[[ Provided records, beginning ]]

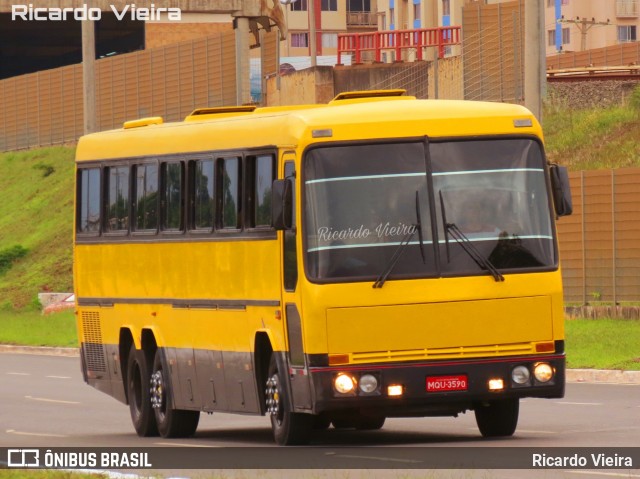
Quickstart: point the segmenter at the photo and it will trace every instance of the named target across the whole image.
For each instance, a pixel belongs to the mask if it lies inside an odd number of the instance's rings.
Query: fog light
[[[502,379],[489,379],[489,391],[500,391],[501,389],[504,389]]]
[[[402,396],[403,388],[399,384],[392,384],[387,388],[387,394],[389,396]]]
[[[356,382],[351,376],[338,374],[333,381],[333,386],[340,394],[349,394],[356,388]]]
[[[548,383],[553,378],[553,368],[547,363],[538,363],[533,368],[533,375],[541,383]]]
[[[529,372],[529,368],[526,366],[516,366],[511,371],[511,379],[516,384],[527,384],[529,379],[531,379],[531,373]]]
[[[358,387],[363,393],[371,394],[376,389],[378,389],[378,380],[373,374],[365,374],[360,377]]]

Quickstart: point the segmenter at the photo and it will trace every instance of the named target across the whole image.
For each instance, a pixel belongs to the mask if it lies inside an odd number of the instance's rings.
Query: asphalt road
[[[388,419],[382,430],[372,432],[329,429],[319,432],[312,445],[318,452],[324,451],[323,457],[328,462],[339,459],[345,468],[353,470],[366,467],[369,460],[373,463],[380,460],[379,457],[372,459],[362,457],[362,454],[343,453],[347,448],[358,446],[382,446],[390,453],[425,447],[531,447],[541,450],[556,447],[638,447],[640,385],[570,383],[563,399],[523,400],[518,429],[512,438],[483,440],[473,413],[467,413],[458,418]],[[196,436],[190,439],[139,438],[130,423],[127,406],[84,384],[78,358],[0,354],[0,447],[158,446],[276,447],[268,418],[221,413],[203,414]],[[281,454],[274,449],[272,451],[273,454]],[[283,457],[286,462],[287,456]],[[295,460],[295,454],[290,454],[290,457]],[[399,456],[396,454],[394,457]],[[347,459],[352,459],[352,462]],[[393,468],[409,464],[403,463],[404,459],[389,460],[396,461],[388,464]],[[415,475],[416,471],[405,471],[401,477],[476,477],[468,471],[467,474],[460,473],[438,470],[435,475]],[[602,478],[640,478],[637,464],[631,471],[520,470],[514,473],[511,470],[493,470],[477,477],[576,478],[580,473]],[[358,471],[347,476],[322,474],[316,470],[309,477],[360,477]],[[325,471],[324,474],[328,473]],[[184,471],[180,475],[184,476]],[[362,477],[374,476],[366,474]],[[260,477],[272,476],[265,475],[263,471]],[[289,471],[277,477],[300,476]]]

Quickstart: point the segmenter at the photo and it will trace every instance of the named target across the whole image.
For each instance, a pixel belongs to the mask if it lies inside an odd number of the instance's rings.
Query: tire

[[ Provided records, end ]]
[[ Provided records, beginning ]]

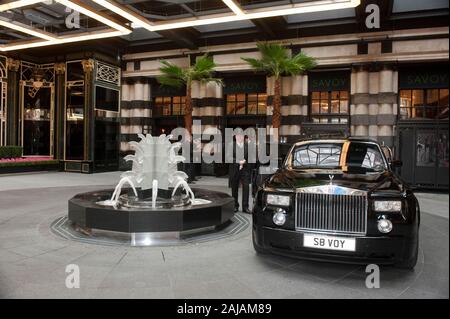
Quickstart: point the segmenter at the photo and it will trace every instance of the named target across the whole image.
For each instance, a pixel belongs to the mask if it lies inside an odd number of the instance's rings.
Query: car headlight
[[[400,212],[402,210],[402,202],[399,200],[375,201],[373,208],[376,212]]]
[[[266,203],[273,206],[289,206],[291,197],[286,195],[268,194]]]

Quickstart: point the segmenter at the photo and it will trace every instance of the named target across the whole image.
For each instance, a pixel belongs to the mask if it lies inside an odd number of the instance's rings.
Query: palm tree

[[ Provided records, end ]]
[[ Provided records, beginning ]]

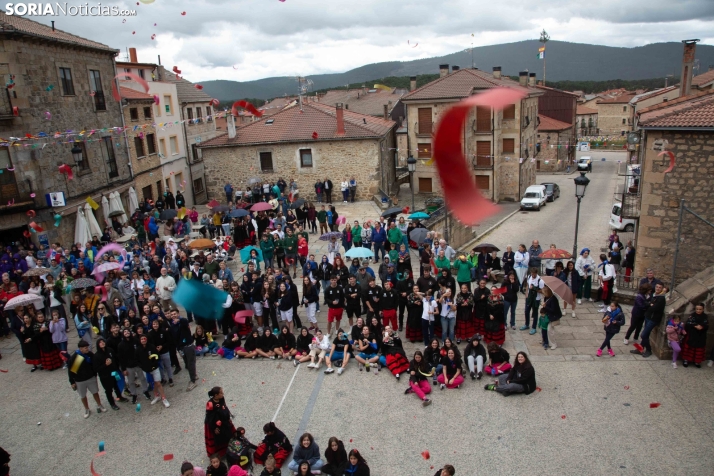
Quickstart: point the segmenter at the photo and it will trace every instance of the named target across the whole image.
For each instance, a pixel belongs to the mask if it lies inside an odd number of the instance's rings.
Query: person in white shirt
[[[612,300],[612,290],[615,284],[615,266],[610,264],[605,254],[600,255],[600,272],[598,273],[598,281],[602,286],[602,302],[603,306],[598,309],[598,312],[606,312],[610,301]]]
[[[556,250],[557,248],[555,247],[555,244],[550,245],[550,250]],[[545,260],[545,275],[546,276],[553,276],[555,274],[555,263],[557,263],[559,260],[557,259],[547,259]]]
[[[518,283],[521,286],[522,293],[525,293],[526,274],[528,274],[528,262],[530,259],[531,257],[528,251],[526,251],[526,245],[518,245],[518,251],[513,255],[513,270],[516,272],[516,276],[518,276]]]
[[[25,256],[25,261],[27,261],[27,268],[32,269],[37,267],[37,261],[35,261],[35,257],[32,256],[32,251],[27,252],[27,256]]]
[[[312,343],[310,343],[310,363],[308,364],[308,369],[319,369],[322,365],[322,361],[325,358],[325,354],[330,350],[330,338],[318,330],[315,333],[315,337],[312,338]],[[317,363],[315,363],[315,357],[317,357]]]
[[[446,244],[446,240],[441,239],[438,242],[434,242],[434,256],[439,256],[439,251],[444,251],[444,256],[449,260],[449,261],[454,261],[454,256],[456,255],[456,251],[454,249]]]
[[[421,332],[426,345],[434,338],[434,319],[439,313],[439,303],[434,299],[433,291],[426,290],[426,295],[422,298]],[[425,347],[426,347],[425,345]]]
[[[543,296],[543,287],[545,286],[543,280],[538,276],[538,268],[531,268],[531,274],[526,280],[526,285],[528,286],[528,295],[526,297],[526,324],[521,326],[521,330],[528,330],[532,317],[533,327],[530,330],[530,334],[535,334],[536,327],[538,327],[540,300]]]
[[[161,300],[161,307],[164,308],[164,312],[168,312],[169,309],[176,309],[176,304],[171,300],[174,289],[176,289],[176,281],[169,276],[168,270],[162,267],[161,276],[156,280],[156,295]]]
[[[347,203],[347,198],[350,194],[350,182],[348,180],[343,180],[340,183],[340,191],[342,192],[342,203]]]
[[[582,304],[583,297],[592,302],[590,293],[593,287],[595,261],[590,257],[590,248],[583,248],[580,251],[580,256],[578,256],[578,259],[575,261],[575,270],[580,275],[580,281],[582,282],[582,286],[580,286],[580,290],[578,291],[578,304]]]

[[ Provided records, end ]]

#### Exercise prompt:
Go to the line in the material above that contains "Query: car headlight" and copy exactly from there through the line that contains "Query: palm tree", stopping after it.

#### Answer for this exercise:
Query: car headlight
[[[400,212],[402,210],[402,202],[399,200],[375,201],[373,208],[376,212]]]
[[[266,203],[273,206],[289,206],[291,197],[286,195],[268,194]]]

Quickstart: point the segmenter at the photo and it will trace every instance of the named target across the whole image.
For each instance, a pixel belongs to the mask if it lies inside an odd number of the instance's rings.
Query: palm tree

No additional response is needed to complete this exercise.